=== Task to carry out ===
Reproduce every line of the material below without any changes.

=== Material supplied ===
☆ ☆ ☆ ☆ ☆
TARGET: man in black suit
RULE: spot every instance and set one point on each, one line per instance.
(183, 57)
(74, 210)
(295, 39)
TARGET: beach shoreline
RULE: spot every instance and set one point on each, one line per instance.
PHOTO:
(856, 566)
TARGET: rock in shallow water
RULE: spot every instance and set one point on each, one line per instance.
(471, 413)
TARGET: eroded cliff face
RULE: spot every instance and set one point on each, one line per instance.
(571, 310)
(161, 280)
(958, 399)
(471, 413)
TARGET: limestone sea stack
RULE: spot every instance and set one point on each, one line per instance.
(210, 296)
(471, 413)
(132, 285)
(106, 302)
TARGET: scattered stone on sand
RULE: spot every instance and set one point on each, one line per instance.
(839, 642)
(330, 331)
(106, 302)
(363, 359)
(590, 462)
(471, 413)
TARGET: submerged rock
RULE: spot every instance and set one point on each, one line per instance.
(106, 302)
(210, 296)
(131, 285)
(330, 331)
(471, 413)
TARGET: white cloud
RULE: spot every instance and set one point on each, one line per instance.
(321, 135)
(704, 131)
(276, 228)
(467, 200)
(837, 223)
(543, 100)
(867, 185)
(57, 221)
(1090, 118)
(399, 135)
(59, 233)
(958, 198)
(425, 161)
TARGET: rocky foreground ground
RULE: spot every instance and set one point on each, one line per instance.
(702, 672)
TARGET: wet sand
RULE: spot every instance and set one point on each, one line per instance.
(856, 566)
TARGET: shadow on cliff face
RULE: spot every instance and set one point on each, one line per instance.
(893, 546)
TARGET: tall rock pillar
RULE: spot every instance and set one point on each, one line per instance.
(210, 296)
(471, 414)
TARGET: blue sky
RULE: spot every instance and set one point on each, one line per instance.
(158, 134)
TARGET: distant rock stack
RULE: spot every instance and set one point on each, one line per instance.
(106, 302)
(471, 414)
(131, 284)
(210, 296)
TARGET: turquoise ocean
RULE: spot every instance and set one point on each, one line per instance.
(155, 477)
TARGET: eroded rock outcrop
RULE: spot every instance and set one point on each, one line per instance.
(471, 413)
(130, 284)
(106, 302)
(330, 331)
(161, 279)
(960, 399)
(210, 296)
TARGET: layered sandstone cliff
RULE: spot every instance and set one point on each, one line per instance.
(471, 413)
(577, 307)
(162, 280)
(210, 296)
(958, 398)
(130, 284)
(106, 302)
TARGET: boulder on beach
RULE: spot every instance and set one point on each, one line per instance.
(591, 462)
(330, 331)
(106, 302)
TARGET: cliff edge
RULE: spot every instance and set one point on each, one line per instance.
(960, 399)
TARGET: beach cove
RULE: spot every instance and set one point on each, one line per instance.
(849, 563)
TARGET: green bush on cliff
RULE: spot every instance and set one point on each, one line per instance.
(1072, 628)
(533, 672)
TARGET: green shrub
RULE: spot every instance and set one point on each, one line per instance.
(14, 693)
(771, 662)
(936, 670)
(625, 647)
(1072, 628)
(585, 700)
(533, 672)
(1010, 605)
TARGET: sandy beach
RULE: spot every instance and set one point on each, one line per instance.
☆ ☆ ☆ ☆ ☆
=== Solution ===
TARGET: man in black suit
RULE: spot every instance and set one point on each, one line per instance.
(183, 57)
(74, 210)
(295, 39)
TARGET: beach shoreline
RULE: spot every instance and set one point on each, one line per instance.
PHOTO:
(856, 566)
TARGET: rock in shallow water
RULE: spot every instance and set one point on each, one line per instance.
(471, 413)
TARGET: eroded cliff face
RULE: spot every instance and set one point on each, one line per instance.
(571, 310)
(161, 280)
(958, 399)
(471, 413)
TARGET: limestone sea stack
RULE: spot every instance and set one point on each, one line per instance.
(210, 296)
(471, 413)
(132, 285)
(106, 302)
TARGET: scattered stone on sand
RULE: spot every instance and set one point on each, one line per instance.
(839, 642)
(330, 331)
(106, 302)
(363, 359)
(590, 462)
(471, 413)
TARGET: submerged rock
RULE: spot every instance and set one point on each, one line per instance.
(106, 302)
(210, 296)
(131, 285)
(330, 331)
(471, 413)
TARGET: white cloud
RULE: spot every instance and set one point on each, one line per instance.
(321, 135)
(704, 131)
(276, 228)
(467, 200)
(837, 223)
(543, 100)
(867, 185)
(57, 221)
(1090, 118)
(399, 135)
(59, 233)
(958, 198)
(425, 161)
TARGET: rocky foreground ground
RULE: spot every instance and set one point on each, one line per instance.
(702, 672)
TARGET: wet sand
RULE: spot every instance and set one point on each, one line per instance.
(856, 566)
TARGET: shadow on cliff face
RULE: spot every instance and set one point on each, one line per instance.
(893, 546)
TARGET: tall rock pillar
RULE: spot every instance and set one point on each, one line per instance.
(210, 296)
(471, 414)
TARGET: blue sky
RULE: spot every instance and set one point on each, one line per instance.
(158, 134)
TARGET: distant rock stack
RULE: spot every instance and set one point on each, one line per instance.
(106, 302)
(471, 414)
(131, 284)
(210, 296)
TARGET: turquoise ocean
RULE: spot every instance and set one point on each, one line per instance.
(155, 477)
TARGET: eroded rock outcrop
RULE: spot every instance and set one point on each, one line per instance.
(471, 413)
(130, 284)
(106, 302)
(330, 331)
(161, 279)
(960, 399)
(210, 296)
TARGET: layered sandstone cliff
RULE: spot every instance and set one point on each, one line per instance.
(471, 413)
(577, 307)
(162, 280)
(210, 296)
(958, 398)
(130, 284)
(106, 302)
TARGET: boulder on beach
RULE: spot every instance and set one point on each, one line per instance.
(591, 462)
(330, 331)
(106, 302)
TARGET: cliff edge
RULE: spot every instance and set one point on each, one line per instance.
(960, 399)
TARGET: beach cove
RULE: spot every instance and set one point on each, one line per instance.
(849, 563)
TARGET: green bush on cliff
RULE: spot every instance and set one point on each, one line per instance.
(1072, 628)
(533, 672)
TARGET: green shrub
RULE: spot every instance and set one point on each, one line per instance.
(14, 693)
(771, 662)
(936, 670)
(625, 647)
(1072, 628)
(585, 700)
(533, 672)
(1010, 605)
TARGET: sandy beach
RULE: spot every instance and set one point on each, one line per instance.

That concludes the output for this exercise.